_Instrução A:_
Liste todos os órgãos do Poder Judiciário mencionados no trecho sobre o duplo grau de jurisdição.

_Trecho do documento:_
★ ★ ★

Processo Civil

A anomalia do indiscriminado duplo grau de jurisdição

 

A Revista Consultor Jurídico, na edição de 03/01/2006, publicou um excelente artigo de MARIA FERNANDA ERDELYI intitulado Justiça em obras: Reforma começa a mudar o Judiciário por dentro.

 

Um dos muitos pontos que me chamou a atenção foi a afirmação da repórter de que o juiz federal ERIK FREDERICO GRAMSTRUP propugna pela redução significativa do número de instâncias.

 

Realmente, esse é um dos problemas mais graves do nosso sistema processual.

 

Graças a uma tradição arraigada, achamos que todo e qualquer processo deva ter o privilégio de chegar aos Tribunais Superiores.

 

Vejo casos do Juizado Especial Cível baterem às portas do Supremo Tribunal Federal através de agravos de instrumento quando rejeitados liminarmente recursos extraordinários pelos presidentes de Turmas Recursais.

 

Outros processos chegam à 2ª instância, para tanto bastando a vontade da parte vencida de ver corrigida uma injustiça cometida na 1ª ou de simplesmente ganhar tempo.

 

Isso sem contar a anomalia que representa o duplo grau de jurisdição obrigatório nos casos em que é vencida a Fazenda Pública.

★ ★ ★

_Instrução B:_
Mostre todas as linhas abaixo que contêm a palavra "window", diferenciando maiúsculas de minúsculas.

_Registros de anotação de contornos:_
★ ★ ★

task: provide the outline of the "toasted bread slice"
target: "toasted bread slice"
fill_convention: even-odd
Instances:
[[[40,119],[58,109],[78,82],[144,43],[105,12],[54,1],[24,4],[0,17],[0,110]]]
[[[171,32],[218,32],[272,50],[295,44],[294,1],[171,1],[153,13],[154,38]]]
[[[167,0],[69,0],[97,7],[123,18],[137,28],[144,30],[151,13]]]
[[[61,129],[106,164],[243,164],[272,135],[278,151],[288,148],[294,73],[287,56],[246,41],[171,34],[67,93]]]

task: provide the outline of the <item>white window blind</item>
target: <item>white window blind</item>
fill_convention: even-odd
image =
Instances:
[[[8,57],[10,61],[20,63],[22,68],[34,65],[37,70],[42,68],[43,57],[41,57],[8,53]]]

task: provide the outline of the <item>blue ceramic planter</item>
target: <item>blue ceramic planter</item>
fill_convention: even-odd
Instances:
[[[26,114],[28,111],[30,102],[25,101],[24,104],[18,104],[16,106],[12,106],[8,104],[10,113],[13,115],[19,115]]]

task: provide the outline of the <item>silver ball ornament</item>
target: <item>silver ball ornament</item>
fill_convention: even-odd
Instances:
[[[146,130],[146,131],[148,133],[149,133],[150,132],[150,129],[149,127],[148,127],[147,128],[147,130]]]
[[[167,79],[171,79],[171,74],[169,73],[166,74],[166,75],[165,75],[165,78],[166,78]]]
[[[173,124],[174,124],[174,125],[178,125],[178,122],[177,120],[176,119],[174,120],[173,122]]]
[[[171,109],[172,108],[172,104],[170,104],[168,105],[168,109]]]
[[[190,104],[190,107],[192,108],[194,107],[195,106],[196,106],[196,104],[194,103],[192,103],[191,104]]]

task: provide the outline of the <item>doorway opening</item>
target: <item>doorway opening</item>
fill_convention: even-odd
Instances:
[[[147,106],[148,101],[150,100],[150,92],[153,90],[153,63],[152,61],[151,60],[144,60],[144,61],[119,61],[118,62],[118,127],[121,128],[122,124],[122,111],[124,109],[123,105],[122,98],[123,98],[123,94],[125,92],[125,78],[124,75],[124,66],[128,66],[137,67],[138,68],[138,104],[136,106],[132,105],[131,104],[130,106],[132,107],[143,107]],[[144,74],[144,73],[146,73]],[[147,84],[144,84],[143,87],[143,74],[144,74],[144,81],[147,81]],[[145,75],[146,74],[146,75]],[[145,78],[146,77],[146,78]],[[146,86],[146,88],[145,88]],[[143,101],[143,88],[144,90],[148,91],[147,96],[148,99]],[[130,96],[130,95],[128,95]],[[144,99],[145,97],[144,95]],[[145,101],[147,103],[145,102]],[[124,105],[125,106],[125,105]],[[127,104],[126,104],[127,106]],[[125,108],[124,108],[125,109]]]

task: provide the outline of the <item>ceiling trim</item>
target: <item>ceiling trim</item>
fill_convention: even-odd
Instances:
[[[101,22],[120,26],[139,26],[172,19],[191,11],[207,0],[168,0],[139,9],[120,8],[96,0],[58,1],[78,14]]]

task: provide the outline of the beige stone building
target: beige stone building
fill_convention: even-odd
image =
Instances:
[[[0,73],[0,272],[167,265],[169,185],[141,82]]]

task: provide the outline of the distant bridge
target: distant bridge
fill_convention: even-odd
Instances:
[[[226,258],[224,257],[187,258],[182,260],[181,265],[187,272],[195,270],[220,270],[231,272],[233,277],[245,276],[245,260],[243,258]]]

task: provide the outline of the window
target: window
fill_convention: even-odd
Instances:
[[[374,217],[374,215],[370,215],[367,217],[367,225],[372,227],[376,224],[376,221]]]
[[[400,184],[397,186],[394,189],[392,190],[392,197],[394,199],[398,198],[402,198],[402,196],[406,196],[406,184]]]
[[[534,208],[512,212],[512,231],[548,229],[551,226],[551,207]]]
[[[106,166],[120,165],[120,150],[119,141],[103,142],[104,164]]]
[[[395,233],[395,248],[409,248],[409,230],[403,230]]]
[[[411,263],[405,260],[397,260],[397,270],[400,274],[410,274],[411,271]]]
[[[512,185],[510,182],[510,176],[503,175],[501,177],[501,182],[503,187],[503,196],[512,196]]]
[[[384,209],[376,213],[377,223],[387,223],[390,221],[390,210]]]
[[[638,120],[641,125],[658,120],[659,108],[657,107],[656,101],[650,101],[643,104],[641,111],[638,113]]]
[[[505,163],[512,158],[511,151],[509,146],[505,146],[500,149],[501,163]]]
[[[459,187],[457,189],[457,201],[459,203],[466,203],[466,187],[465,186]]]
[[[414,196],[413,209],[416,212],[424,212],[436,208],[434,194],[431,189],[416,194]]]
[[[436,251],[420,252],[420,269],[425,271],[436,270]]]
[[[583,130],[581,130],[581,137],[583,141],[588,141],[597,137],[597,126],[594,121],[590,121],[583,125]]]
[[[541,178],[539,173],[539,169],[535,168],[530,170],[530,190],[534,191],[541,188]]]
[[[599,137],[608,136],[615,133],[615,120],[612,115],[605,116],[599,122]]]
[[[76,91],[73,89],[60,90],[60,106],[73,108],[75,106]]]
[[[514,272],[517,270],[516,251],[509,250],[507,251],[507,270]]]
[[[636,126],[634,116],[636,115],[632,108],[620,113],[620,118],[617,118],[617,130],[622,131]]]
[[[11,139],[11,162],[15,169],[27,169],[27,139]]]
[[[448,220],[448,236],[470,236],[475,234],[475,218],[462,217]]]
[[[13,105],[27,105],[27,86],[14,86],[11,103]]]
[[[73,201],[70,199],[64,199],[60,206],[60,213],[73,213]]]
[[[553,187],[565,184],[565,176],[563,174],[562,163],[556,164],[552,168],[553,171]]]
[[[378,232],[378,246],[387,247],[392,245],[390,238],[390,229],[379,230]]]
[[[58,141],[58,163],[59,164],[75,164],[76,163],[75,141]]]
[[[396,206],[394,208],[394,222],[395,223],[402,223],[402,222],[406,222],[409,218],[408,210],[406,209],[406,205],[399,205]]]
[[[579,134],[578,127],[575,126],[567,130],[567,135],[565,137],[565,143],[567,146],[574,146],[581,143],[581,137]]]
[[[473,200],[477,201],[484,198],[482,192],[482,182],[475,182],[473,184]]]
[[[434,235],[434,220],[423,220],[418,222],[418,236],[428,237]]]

★ ★ ★

_Resposta completa A:_
- Tribunais Superiores
- Juizado Especial Cível
- Supremo Tribunal Federal
- Turmas Recursais

_Resposta completa B:_
task: provide the outline of the <item>white window blind</item>
target: <item>white window blind</item>
task: provide the outline of the window
target: window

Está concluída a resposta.